### EXERCISE DIRECTIONS
Transcribe the entire listing below exactly.

### RECORDS FOR THIS TASK

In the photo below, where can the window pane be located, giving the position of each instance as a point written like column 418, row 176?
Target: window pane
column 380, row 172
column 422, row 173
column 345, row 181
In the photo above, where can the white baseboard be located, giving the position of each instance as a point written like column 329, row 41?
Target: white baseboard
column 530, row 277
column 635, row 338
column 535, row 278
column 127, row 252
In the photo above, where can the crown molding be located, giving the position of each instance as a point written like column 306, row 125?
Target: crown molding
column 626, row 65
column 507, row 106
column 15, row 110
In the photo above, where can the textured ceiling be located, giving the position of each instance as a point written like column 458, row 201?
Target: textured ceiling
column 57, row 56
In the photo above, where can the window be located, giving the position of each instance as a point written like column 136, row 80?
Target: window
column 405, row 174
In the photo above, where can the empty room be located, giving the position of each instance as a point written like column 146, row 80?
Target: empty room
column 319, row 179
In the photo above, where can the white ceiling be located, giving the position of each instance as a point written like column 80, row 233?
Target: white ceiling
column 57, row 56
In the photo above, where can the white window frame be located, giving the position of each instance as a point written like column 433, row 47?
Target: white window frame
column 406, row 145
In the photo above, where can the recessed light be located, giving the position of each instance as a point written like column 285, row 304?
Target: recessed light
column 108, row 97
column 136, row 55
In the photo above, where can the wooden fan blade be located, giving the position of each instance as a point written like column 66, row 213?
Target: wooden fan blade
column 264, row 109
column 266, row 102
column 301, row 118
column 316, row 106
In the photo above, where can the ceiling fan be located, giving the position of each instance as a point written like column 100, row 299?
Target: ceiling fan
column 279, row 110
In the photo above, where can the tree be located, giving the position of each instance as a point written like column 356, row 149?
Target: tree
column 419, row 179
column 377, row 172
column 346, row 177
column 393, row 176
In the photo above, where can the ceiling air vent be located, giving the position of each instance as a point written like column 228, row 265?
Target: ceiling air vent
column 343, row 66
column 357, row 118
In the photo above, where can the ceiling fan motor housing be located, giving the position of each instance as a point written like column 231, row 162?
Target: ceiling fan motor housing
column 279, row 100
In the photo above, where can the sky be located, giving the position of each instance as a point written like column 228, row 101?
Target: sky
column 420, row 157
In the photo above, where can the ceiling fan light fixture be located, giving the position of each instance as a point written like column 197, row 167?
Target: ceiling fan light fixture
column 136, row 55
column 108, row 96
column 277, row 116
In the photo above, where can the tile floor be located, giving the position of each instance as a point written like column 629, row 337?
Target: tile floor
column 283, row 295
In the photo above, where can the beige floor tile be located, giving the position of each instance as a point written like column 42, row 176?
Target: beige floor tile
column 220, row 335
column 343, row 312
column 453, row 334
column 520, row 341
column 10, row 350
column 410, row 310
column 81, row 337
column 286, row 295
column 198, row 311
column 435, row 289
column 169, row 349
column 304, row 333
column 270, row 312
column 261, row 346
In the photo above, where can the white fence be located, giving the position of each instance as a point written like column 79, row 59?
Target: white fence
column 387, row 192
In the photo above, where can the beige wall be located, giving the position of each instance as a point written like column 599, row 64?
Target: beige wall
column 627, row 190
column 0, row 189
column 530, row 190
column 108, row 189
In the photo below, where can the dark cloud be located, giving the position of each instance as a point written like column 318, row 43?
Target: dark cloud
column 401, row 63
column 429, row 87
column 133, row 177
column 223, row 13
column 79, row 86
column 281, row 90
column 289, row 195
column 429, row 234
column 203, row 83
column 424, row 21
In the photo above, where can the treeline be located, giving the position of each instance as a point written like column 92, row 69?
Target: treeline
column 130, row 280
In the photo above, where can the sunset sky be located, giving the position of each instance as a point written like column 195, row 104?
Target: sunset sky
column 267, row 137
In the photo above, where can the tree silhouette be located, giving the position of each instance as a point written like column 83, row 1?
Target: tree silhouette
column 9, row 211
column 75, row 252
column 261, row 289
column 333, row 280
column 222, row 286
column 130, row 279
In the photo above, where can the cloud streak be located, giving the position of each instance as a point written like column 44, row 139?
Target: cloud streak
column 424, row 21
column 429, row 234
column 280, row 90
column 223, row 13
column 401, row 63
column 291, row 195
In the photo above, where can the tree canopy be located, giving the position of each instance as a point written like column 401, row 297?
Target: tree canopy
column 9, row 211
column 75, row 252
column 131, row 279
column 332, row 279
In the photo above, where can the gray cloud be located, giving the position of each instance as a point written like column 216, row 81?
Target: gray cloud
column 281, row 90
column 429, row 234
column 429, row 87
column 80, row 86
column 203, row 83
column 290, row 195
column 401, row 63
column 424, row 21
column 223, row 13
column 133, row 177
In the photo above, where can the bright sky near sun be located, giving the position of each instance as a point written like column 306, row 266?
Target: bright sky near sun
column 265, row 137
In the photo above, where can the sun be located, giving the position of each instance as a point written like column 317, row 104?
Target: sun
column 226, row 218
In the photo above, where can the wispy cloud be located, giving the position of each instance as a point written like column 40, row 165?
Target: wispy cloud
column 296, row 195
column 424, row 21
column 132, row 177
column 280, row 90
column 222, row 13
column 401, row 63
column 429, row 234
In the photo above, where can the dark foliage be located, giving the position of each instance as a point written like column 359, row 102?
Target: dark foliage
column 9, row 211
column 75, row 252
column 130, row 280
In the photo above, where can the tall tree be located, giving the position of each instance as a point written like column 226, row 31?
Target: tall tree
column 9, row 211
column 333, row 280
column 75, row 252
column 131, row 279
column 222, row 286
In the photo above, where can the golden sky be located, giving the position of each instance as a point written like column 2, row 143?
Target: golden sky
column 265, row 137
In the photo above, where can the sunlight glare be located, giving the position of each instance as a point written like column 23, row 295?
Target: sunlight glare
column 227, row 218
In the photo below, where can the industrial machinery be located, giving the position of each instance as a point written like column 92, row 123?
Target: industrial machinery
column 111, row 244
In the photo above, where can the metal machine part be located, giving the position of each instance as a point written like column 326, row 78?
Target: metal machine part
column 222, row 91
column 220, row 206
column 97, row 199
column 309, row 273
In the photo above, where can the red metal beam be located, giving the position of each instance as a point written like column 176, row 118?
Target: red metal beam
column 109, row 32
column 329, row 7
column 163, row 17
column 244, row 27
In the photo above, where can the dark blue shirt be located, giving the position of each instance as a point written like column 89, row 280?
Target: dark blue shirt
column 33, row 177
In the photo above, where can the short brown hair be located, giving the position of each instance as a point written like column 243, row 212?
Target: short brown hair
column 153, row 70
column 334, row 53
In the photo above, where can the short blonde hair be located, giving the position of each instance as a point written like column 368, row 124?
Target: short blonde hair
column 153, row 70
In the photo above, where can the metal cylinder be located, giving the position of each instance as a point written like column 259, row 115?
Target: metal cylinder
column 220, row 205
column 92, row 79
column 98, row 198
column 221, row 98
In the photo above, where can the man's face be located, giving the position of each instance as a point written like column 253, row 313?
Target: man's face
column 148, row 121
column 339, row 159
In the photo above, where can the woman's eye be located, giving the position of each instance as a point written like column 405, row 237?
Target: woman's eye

### EXERCISE RESULT
In the photo below, where can the window pane be located, giving the position of each instance as a point written like column 418, row 176?
Target: window pane
column 380, row 172
column 422, row 173
column 345, row 181
In the photo above, where can the white baseboard be located, giving the position of each instance as a point written like column 329, row 41?
Target: white baseboard
column 530, row 277
column 635, row 338
column 535, row 278
column 127, row 252
In the photo above, where can the crown molding be located, giving the position of each instance as a point written like column 306, row 125?
Target: crown molding
column 626, row 65
column 507, row 106
column 15, row 110
In the photo above, where can the textured ceiling be located, giving the position of each instance as a point written like column 458, row 201?
Target: textured ceiling
column 57, row 56
In the photo above, where can the window be located, giving the position of each instance as a point written like column 136, row 80?
Target: window
column 405, row 174
In the photo above, where can the empty room be located, giving the position of each instance as a point written like column 146, row 80?
Target: empty room
column 319, row 179
In the photo above, where can the white ceiling be located, giving the position of each instance as a point written like column 80, row 233?
Target: white ceiling
column 57, row 56
In the photo above, where can the white window frame be located, giving the position of each instance as a point written like column 433, row 47?
Target: white window frame
column 406, row 145
In the photo above, where can the recessed light be located, giving the position of each instance as a point written like column 285, row 304?
Target: recessed light
column 108, row 97
column 136, row 55
In the photo above, where can the wooden fan blade be located, giving the position of each instance as a point written like column 66, row 213?
Target: wooden fan blade
column 264, row 109
column 266, row 102
column 301, row 118
column 316, row 106
In the photo above, where can the ceiling fan be located, giving the position of each instance as a point written like column 100, row 299?
Target: ceiling fan
column 279, row 110
In the photo above, where can the tree be located, giving the position of each instance as a point written like column 356, row 149?
Target: tree
column 419, row 179
column 377, row 172
column 346, row 177
column 393, row 176
In the photo above, where can the ceiling air vent be located, giving the position of each instance as a point written like column 228, row 265?
Target: ceiling air vent
column 343, row 66
column 357, row 118
In the photo above, where can the ceiling fan motor housing be located, giving the position of each instance as a point written like column 231, row 162?
Target: ceiling fan motor housing
column 279, row 100
In the photo above, where can the sky be located, giving the position of each instance as a point written like column 228, row 101?
Target: sky
column 420, row 157
In the photo above, where can the ceiling fan light fixture be located, giving the position of each instance as a point written like column 197, row 167?
Target: ceiling fan light fixture
column 136, row 55
column 108, row 96
column 277, row 116
In the photo above, where can the tile floor be located, giving the position of each instance as a point written like column 629, row 337?
Target: tile floor
column 283, row 295
In the photo above, where can the beige floor tile be located, giving the position of each instance as a point written like column 42, row 176?
Target: beige floor tile
column 220, row 335
column 343, row 312
column 453, row 334
column 520, row 341
column 10, row 350
column 410, row 310
column 81, row 337
column 286, row 295
column 198, row 311
column 435, row 289
column 169, row 349
column 304, row 333
column 270, row 312
column 261, row 346
In the photo above, where can the white fence be located, giving the position of each instance as a point written like column 79, row 59?
Target: white fence
column 387, row 192
In the photo above, where can the beige wall be located, giving the position of each instance as a point written like column 599, row 64?
Target: beige wall
column 627, row 190
column 0, row 189
column 530, row 190
column 108, row 189
In the photo below, where can the dark cloud be located, giving the position of each instance as a point written like column 318, row 43?
Target: dark cloud
column 401, row 63
column 429, row 87
column 133, row 177
column 223, row 13
column 79, row 86
column 281, row 90
column 289, row 195
column 429, row 234
column 203, row 83
column 424, row 21
In the photo above, where can the treeline be located, giving the position of each instance as a point written like column 92, row 69?
Target: treeline
column 130, row 280
In the photo above, where can the sunset sky be located, giving the position of each instance as a point written like column 195, row 104?
Target: sunset sky
column 267, row 137
In the photo above, where can the tree silhouette be located, giving the position of each instance as a point written like column 83, row 1?
Target: tree silhouette
column 9, row 211
column 75, row 252
column 261, row 289
column 333, row 280
column 222, row 286
column 130, row 279
In the photo above, where can the cloud streak be located, giving the position of each instance as a point written like column 44, row 139?
Target: cloud streak
column 424, row 21
column 429, row 234
column 280, row 90
column 223, row 13
column 401, row 63
column 291, row 195
In the photo above, where can the tree canopy be located, giving the position of each instance as a point written like column 401, row 297?
Target: tree canopy
column 9, row 211
column 75, row 252
column 131, row 279
column 332, row 279
In the photo above, where can the gray cloud be located, giving the position of each instance as a point written like column 216, row 81?
Target: gray cloud
column 281, row 90
column 429, row 234
column 429, row 87
column 80, row 86
column 203, row 83
column 290, row 195
column 401, row 63
column 424, row 21
column 223, row 13
column 133, row 177
In the photo above, where can the bright sky near sun be located, giving the position of each instance as a point written like column 306, row 266?
Target: bright sky near sun
column 265, row 137
In the photo above, where can the sun be located, giving the position of each instance as a point written like column 317, row 104?
Target: sun
column 226, row 218
In the photo above, where can the wispy cloud be located, giving the position of each instance as a point written like column 40, row 165?
Target: wispy cloud
column 296, row 195
column 424, row 21
column 132, row 177
column 280, row 90
column 222, row 13
column 401, row 63
column 429, row 234
In the photo above, where can the dark foliage be located, giving the position of each instance as a point written like column 359, row 102?
Target: dark foliage
column 9, row 211
column 75, row 252
column 130, row 280
In the photo above, where can the tall tree be located, giving the position of each instance as a point written like column 226, row 31?
Target: tall tree
column 9, row 211
column 333, row 280
column 75, row 252
column 131, row 279
column 222, row 286
In the photo above, where can the golden sky be located, giving the position of each instance as a point written like column 2, row 143?
Target: golden sky
column 265, row 137
In the photo above, where can the sunlight glare be located, giving the position of each instance as a point written like column 23, row 295?
Target: sunlight glare
column 227, row 218
In the photo below, where can the industrial machinery be located, giving the position of each instance as a point written like column 92, row 123?
Target: industrial machinery
column 111, row 244
In the photo above, where can the metal machine part be located, giving the position of each instance as a point written like column 326, row 78?
Target: metal machine part
column 222, row 91
column 220, row 206
column 97, row 199
column 309, row 273
In the photo above, where can the red metal beam be located, giving the position of each instance as a point written like column 176, row 118?
Target: red metal beam
column 109, row 32
column 329, row 7
column 163, row 17
column 244, row 27
In the photo above, where can the dark blue shirt be located, giving the position of each instance as a point written like column 89, row 280?
Target: dark blue shirt
column 33, row 177
In the photo above, where can the short brown hair be located, giving the position of each instance as a point written like column 243, row 212?
Target: short brown hair
column 153, row 70
column 334, row 53
In the photo above, where can the short blonde hair be located, giving the position of each instance as a point written like column 368, row 124?
Target: short blonde hair
column 153, row 70
In the photo above, where can the metal cylinder be located, giving the position of each instance as a point written like column 259, row 115?
Target: metal cylinder
column 220, row 205
column 92, row 79
column 98, row 198
column 221, row 98
In the photo above, where can the man's face be located, giving the position of each instance as a point written like column 253, row 313?
Target: man's face
column 148, row 121
column 339, row 159
In the photo above, where can the woman's eye be located, giving the position of each instance as a point written like column 405, row 237?
Target: woman's eye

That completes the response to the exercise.